§ **Problem details**: Here is a listing, set out below; repeat its lines from the one with "x=617, y=459" to the last, both included, and leave out the pictures.

*** Entries shown

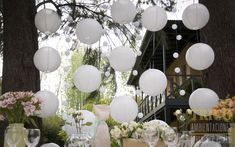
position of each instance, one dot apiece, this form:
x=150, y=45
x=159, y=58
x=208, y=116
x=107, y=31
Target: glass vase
x=78, y=140
x=15, y=127
x=186, y=139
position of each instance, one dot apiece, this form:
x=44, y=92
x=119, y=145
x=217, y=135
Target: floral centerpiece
x=18, y=107
x=134, y=130
x=225, y=110
x=184, y=118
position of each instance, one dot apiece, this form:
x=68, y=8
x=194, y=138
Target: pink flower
x=2, y=117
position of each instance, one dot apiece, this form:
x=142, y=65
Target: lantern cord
x=163, y=58
x=154, y=41
x=176, y=41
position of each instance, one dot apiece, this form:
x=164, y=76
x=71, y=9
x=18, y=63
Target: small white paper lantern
x=176, y=55
x=87, y=78
x=202, y=100
x=89, y=31
x=135, y=72
x=123, y=11
x=174, y=26
x=200, y=56
x=50, y=103
x=153, y=82
x=154, y=18
x=122, y=59
x=182, y=92
x=195, y=16
x=120, y=106
x=47, y=59
x=47, y=21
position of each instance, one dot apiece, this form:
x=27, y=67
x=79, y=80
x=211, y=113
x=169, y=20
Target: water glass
x=32, y=137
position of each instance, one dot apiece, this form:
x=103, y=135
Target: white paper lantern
x=200, y=56
x=174, y=26
x=153, y=82
x=124, y=109
x=123, y=11
x=89, y=31
x=47, y=21
x=47, y=59
x=135, y=72
x=182, y=92
x=177, y=70
x=176, y=55
x=154, y=18
x=202, y=100
x=50, y=103
x=195, y=16
x=87, y=78
x=122, y=59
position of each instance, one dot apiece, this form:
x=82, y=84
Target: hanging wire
x=154, y=39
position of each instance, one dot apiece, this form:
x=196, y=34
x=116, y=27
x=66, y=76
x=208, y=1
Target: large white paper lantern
x=87, y=78
x=202, y=100
x=124, y=109
x=47, y=21
x=153, y=82
x=123, y=11
x=200, y=56
x=122, y=59
x=195, y=16
x=47, y=59
x=154, y=18
x=50, y=103
x=89, y=31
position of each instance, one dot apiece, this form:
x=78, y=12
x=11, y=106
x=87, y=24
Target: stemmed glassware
x=151, y=137
x=32, y=137
x=171, y=137
x=12, y=137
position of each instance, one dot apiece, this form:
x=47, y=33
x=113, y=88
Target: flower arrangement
x=18, y=107
x=225, y=110
x=184, y=119
x=135, y=130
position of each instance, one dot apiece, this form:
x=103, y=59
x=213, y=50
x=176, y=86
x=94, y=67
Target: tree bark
x=219, y=33
x=20, y=44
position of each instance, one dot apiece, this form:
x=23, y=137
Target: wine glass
x=32, y=137
x=151, y=137
x=12, y=137
x=170, y=137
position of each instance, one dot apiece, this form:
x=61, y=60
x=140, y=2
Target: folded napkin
x=102, y=136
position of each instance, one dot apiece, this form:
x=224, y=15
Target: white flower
x=178, y=112
x=115, y=133
x=189, y=111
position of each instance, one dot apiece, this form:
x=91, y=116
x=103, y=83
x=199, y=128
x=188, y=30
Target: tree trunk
x=20, y=44
x=220, y=35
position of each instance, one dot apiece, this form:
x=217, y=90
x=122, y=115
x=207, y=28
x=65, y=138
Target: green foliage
x=52, y=130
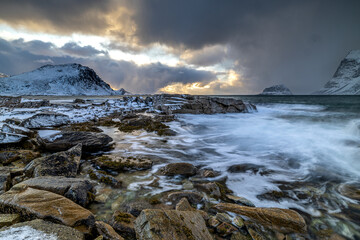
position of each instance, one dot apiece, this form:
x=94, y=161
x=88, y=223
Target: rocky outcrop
x=58, y=164
x=122, y=163
x=172, y=169
x=66, y=79
x=170, y=104
x=346, y=80
x=46, y=119
x=107, y=231
x=281, y=220
x=35, y=203
x=158, y=224
x=75, y=189
x=276, y=90
x=41, y=230
x=91, y=142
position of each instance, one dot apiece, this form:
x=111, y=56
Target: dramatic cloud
x=18, y=56
x=298, y=43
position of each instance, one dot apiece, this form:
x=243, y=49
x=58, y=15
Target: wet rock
x=58, y=164
x=213, y=222
x=240, y=200
x=107, y=231
x=249, y=167
x=5, y=179
x=79, y=101
x=350, y=190
x=6, y=101
x=199, y=104
x=207, y=173
x=9, y=156
x=223, y=217
x=46, y=119
x=34, y=203
x=171, y=225
x=136, y=207
x=240, y=236
x=172, y=169
x=9, y=219
x=225, y=229
x=11, y=128
x=184, y=205
x=281, y=220
x=105, y=178
x=91, y=142
x=193, y=197
x=120, y=164
x=123, y=223
x=210, y=188
x=147, y=123
x=42, y=230
x=11, y=139
x=75, y=189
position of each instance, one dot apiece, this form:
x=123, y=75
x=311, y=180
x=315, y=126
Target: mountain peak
x=278, y=89
x=64, y=79
x=346, y=80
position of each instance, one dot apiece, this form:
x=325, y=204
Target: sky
x=184, y=46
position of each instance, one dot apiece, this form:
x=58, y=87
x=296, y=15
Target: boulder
x=107, y=231
x=281, y=220
x=9, y=156
x=8, y=139
x=123, y=223
x=46, y=119
x=120, y=163
x=9, y=219
x=34, y=203
x=39, y=229
x=156, y=224
x=193, y=197
x=91, y=142
x=75, y=189
x=58, y=164
x=172, y=169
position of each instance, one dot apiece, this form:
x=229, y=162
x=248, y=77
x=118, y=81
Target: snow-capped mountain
x=346, y=80
x=66, y=79
x=276, y=90
x=3, y=75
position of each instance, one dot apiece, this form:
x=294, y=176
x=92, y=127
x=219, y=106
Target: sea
x=297, y=152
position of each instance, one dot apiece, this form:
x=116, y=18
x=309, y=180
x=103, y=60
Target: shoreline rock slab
x=75, y=189
x=34, y=203
x=58, y=164
x=91, y=142
x=281, y=220
x=46, y=119
x=156, y=224
x=40, y=229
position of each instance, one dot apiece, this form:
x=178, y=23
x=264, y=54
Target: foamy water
x=304, y=150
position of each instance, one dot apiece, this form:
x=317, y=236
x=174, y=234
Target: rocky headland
x=63, y=177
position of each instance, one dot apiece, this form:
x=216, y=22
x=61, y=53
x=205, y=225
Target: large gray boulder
x=46, y=119
x=34, y=203
x=39, y=229
x=58, y=164
x=156, y=224
x=75, y=189
x=91, y=142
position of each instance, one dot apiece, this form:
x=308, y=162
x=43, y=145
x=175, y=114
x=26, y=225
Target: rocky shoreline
x=57, y=173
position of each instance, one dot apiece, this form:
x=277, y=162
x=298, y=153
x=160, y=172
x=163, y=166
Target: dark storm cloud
x=73, y=49
x=66, y=16
x=298, y=43
x=18, y=56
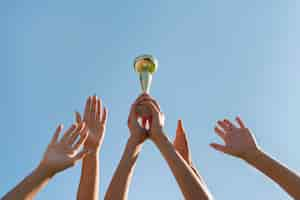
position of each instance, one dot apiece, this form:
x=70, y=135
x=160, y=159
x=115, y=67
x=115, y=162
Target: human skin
x=95, y=118
x=120, y=183
x=59, y=156
x=241, y=143
x=189, y=182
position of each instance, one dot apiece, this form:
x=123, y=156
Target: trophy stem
x=146, y=80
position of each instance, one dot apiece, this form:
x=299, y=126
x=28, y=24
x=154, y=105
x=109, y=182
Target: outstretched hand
x=239, y=141
x=62, y=154
x=95, y=117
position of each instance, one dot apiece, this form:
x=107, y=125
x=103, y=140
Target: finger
x=142, y=96
x=220, y=133
x=80, y=155
x=69, y=132
x=219, y=147
x=87, y=110
x=56, y=134
x=99, y=109
x=151, y=105
x=223, y=125
x=94, y=107
x=78, y=117
x=149, y=99
x=240, y=122
x=229, y=124
x=76, y=133
x=83, y=137
x=180, y=130
x=104, y=117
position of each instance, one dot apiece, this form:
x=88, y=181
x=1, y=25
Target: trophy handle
x=146, y=80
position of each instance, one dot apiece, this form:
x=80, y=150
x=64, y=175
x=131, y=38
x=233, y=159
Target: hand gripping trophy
x=145, y=66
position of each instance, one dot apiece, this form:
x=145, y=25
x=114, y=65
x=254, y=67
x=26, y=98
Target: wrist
x=134, y=141
x=253, y=155
x=44, y=171
x=156, y=136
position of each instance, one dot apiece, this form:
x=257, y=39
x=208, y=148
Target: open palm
x=239, y=141
x=62, y=154
x=95, y=118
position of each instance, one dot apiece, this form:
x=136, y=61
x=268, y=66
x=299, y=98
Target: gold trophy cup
x=145, y=66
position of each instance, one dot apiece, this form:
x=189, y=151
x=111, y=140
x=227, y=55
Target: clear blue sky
x=217, y=59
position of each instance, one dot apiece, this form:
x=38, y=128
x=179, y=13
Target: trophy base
x=145, y=117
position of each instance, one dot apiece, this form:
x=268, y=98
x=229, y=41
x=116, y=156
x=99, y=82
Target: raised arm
x=95, y=117
x=60, y=155
x=189, y=183
x=119, y=186
x=240, y=143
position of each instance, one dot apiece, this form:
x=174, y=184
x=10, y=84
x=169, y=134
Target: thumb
x=80, y=155
x=78, y=117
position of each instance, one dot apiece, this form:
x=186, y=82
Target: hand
x=62, y=154
x=239, y=141
x=138, y=133
x=95, y=118
x=158, y=118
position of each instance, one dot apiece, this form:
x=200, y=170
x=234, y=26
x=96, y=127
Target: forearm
x=30, y=186
x=279, y=173
x=189, y=183
x=119, y=186
x=89, y=181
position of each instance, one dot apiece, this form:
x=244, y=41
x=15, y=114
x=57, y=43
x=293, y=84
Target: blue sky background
x=217, y=59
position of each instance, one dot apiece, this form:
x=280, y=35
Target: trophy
x=145, y=66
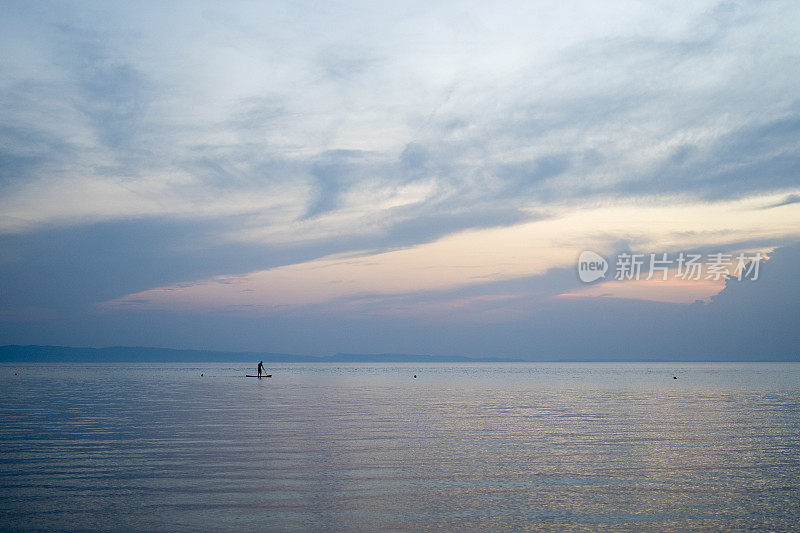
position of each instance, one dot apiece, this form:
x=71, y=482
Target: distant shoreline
x=136, y=354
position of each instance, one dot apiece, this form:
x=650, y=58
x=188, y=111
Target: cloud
x=180, y=143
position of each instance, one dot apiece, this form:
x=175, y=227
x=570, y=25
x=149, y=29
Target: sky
x=406, y=177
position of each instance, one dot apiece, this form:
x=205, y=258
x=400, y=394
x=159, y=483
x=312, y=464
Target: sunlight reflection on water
x=366, y=446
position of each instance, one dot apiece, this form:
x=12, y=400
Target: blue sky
x=381, y=177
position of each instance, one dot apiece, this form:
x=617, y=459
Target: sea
x=400, y=447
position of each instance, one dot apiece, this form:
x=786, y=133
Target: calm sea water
x=368, y=447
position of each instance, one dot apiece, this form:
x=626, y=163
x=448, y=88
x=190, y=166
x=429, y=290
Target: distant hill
x=136, y=354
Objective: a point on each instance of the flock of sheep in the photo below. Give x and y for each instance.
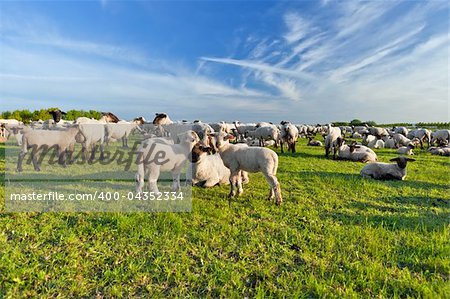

******

§ **Task response**:
x=617, y=459
Target: sea
x=400, y=447
position of each instance, one dot apiece, this form:
x=786, y=133
Target: calm sea water
x=368, y=447
position of each instance, one dot apiece, this form:
x=626, y=163
x=448, y=88
x=190, y=166
x=429, y=290
Target: distant hill
x=136, y=354
Objective: a point on each instance of the flock of sheep in the photo below. Give x and y for each instance.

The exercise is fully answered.